§ **EXERCISE PROMPT**
Replace "pixel coordinates" with "image coordinates" throughout the data below, keeping every other word unchanged. Leave the picture lines out of your answer.

Point annotation dataset records
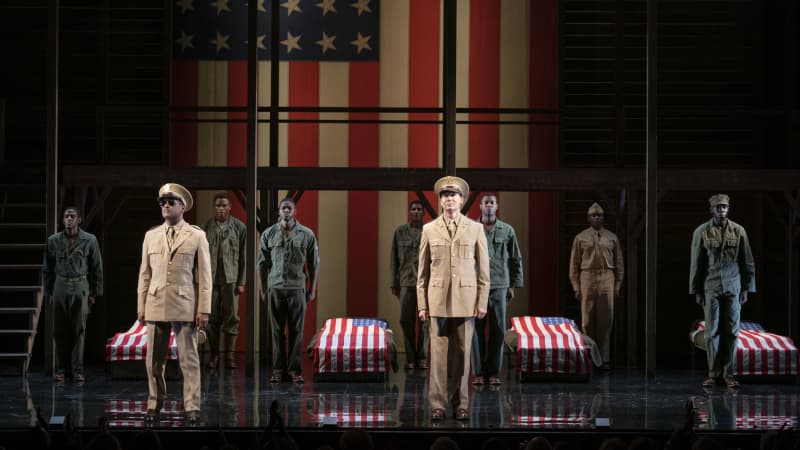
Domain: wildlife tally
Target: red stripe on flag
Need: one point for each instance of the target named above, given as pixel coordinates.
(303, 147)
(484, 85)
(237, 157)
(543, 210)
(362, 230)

§ **ANSWER FOR THIS EXERCISE**
Domain: wildlife tally
Target: red stripe on flag
Need: one point for each instance of the target named above, given as image coordinates.
(303, 147)
(484, 85)
(237, 157)
(543, 210)
(362, 230)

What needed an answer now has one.